• **Instructions to follow**
An exact copy of the listing below is needed, with no pictures in it.
━━━━━ Information given ━━━━━
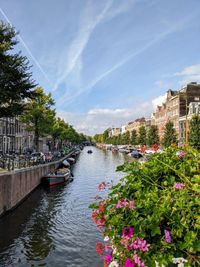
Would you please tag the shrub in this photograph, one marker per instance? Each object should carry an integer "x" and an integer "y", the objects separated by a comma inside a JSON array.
[{"x": 151, "y": 217}]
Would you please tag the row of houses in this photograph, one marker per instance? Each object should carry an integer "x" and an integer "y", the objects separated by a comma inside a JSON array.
[{"x": 179, "y": 107}]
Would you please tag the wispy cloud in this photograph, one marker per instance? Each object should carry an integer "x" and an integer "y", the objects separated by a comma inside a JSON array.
[
  {"x": 67, "y": 99},
  {"x": 97, "y": 120},
  {"x": 87, "y": 26},
  {"x": 27, "y": 48},
  {"x": 189, "y": 74},
  {"x": 158, "y": 101}
]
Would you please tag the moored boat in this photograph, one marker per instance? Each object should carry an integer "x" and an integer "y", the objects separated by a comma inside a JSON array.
[
  {"x": 71, "y": 160},
  {"x": 60, "y": 176}
]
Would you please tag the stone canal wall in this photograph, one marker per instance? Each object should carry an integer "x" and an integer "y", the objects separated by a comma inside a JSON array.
[{"x": 16, "y": 185}]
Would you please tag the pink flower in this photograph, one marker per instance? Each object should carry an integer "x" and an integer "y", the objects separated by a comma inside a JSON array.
[
  {"x": 181, "y": 154},
  {"x": 179, "y": 186},
  {"x": 99, "y": 187},
  {"x": 108, "y": 258},
  {"x": 118, "y": 205},
  {"x": 167, "y": 236},
  {"x": 125, "y": 203},
  {"x": 129, "y": 263},
  {"x": 106, "y": 248},
  {"x": 139, "y": 244},
  {"x": 127, "y": 232},
  {"x": 131, "y": 205},
  {"x": 138, "y": 261}
]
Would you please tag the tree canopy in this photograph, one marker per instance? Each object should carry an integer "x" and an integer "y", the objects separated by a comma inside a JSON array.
[
  {"x": 152, "y": 136},
  {"x": 169, "y": 135},
  {"x": 16, "y": 84},
  {"x": 39, "y": 115},
  {"x": 142, "y": 136},
  {"x": 194, "y": 132}
]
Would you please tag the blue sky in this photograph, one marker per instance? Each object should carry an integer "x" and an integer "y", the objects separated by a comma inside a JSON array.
[{"x": 107, "y": 62}]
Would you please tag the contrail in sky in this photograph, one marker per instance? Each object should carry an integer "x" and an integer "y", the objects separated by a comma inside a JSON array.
[{"x": 27, "y": 48}]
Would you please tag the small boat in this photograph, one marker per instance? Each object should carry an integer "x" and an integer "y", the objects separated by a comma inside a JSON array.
[
  {"x": 66, "y": 163},
  {"x": 58, "y": 177},
  {"x": 71, "y": 160}
]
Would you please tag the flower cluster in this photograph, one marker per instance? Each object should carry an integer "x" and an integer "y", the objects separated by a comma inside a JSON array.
[
  {"x": 179, "y": 186},
  {"x": 102, "y": 186},
  {"x": 180, "y": 154},
  {"x": 151, "y": 216},
  {"x": 125, "y": 203}
]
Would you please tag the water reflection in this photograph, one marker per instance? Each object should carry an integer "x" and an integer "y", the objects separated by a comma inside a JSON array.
[{"x": 53, "y": 227}]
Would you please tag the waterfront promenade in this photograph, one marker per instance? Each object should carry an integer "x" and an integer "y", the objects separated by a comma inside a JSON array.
[
  {"x": 53, "y": 227},
  {"x": 17, "y": 184}
]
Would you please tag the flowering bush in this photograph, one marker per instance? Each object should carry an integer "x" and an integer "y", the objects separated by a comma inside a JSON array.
[{"x": 151, "y": 217}]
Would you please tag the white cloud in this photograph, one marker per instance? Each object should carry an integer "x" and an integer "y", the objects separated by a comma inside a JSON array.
[
  {"x": 88, "y": 23},
  {"x": 159, "y": 100},
  {"x": 97, "y": 120},
  {"x": 189, "y": 74},
  {"x": 86, "y": 89}
]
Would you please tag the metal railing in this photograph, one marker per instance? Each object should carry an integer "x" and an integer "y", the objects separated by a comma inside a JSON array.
[{"x": 13, "y": 162}]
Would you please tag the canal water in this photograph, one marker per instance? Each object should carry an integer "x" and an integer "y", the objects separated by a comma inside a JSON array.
[{"x": 53, "y": 227}]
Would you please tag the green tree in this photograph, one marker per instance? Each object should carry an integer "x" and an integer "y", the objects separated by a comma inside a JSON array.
[
  {"x": 16, "y": 84},
  {"x": 105, "y": 136},
  {"x": 194, "y": 132},
  {"x": 152, "y": 136},
  {"x": 142, "y": 136},
  {"x": 133, "y": 140},
  {"x": 169, "y": 134},
  {"x": 39, "y": 116}
]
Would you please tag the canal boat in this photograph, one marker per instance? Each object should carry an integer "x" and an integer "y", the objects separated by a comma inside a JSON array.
[
  {"x": 71, "y": 160},
  {"x": 60, "y": 176}
]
━━━━━
• **Response**
Would you please tag the shrub in this photograph, one marker per instance? Each object should carry an integer "x" and an integer "y", the objects separated by a comma inside a JSON array.
[{"x": 151, "y": 217}]
Would you please tag the row of houses in this photograph, one marker per instance? Each object should carry an integer "x" and an integer "y", the objects separated by a comma inside a JSON array.
[{"x": 179, "y": 107}]
Would you please tag the wispy cloud in this photograph, one marker per instance? Each object should carry an integer "x" and an integer "y", the objects separated by a comma inside a JSON array.
[
  {"x": 67, "y": 99},
  {"x": 97, "y": 120},
  {"x": 87, "y": 26},
  {"x": 27, "y": 48},
  {"x": 189, "y": 74},
  {"x": 158, "y": 101}
]
Would you please tag the moored boat in this photograph, one marker per instance? Each object should carry an integer "x" and an integer "y", the objects separated by a comma inside a JSON array.
[
  {"x": 71, "y": 160},
  {"x": 60, "y": 176}
]
Would you please tag the stone canal wall in this photograph, one marker per instance? Each object should carry an integer "x" and an integer "y", the objects separated by a comma inside a JSON array.
[{"x": 16, "y": 185}]
Would you please tag the pink flower in this photograph, one marker per instance? Each object should carry an integer "x" and an integer "y", the objects separated by a comma inside a JSON array.
[
  {"x": 181, "y": 154},
  {"x": 179, "y": 186},
  {"x": 99, "y": 187},
  {"x": 108, "y": 258},
  {"x": 118, "y": 205},
  {"x": 167, "y": 236},
  {"x": 125, "y": 203},
  {"x": 129, "y": 263},
  {"x": 106, "y": 248},
  {"x": 139, "y": 244},
  {"x": 127, "y": 232},
  {"x": 131, "y": 205},
  {"x": 138, "y": 261}
]
Would you please tag the tree canopy in this photograph, one marker per instance? Each object should carry an integer "x" and an integer "y", the objects separated by a comma inside a JSON array.
[
  {"x": 152, "y": 136},
  {"x": 169, "y": 135},
  {"x": 16, "y": 84},
  {"x": 39, "y": 115},
  {"x": 142, "y": 136},
  {"x": 194, "y": 132}
]
Would you please tag the blue sky in this photograph, one marker per instance? Each object should carry an integer "x" and an integer "y", the objects separated by a comma inside a JSON array.
[{"x": 107, "y": 62}]
Would you please tag the contrail in sky in this photograph, one marker per instance? Each object should carry an integer "x" and an integer "y", the objects separated by a comma inside a JSON array.
[{"x": 27, "y": 48}]
Would you please tag the small boat in this photograph, one marker per instance? Each object should carry an integer "x" and an integer "y", the objects separated by a comma inside a JSON array.
[
  {"x": 66, "y": 163},
  {"x": 58, "y": 177},
  {"x": 71, "y": 160}
]
Would you please tag the flower cluster in this photograph, one marker per instance? Each object should carry an integer "x" and an integer "y", the objects separated by a comma inside a JSON array.
[
  {"x": 179, "y": 186},
  {"x": 102, "y": 186},
  {"x": 180, "y": 154},
  {"x": 151, "y": 216},
  {"x": 125, "y": 203}
]
Would you please tag the water reflection in this photograph, one marker per instance? Each object should carry an integer "x" and an integer "y", the objects separated by a comma inside a JSON array.
[{"x": 53, "y": 227}]
Would you please tag the waterfront promenade in this photograph, one marker per instance? Each object should carry an integer "x" and an integer "y", the objects separated by a comma inside a JSON array.
[
  {"x": 53, "y": 227},
  {"x": 17, "y": 184}
]
Would you please tag the flowering bush in this photograph, one marker per instance? Each object should carry an integer "x" and an integer "y", the objects separated by a comma inside a JSON array.
[{"x": 151, "y": 217}]
Would you please tag the white cloud in this photograph, one marker per instance? Each object should carry an integer "x" and an integer "y", the objects separated by a comma inside a JSON array.
[
  {"x": 88, "y": 23},
  {"x": 159, "y": 100},
  {"x": 97, "y": 120},
  {"x": 189, "y": 74},
  {"x": 86, "y": 89}
]
Would you please tag the metal railing in this photograph, one marker per instance? Each object should carry an integer "x" and an integer "y", the objects separated by a comma inside a JSON array.
[{"x": 13, "y": 162}]
Would you please tag the canal water in this photograph, one marker per instance? Each object should carry an integer "x" and an integer "y", the objects separated by a comma inside a JSON array.
[{"x": 53, "y": 227}]
Would you please tag the green tree in this photograph, one marker per instance? Each object should carry an integer "x" and an integer "y", the objects separated by a comma inside a JSON array.
[
  {"x": 16, "y": 84},
  {"x": 105, "y": 136},
  {"x": 194, "y": 132},
  {"x": 152, "y": 136},
  {"x": 142, "y": 136},
  {"x": 133, "y": 140},
  {"x": 169, "y": 134},
  {"x": 39, "y": 116}
]
Would you please tag the canal boat in this photograph, one marker per instance? Each object should carry an integer "x" and an integer "y", the objects separated by a comma inside a JSON array.
[
  {"x": 71, "y": 160},
  {"x": 60, "y": 176}
]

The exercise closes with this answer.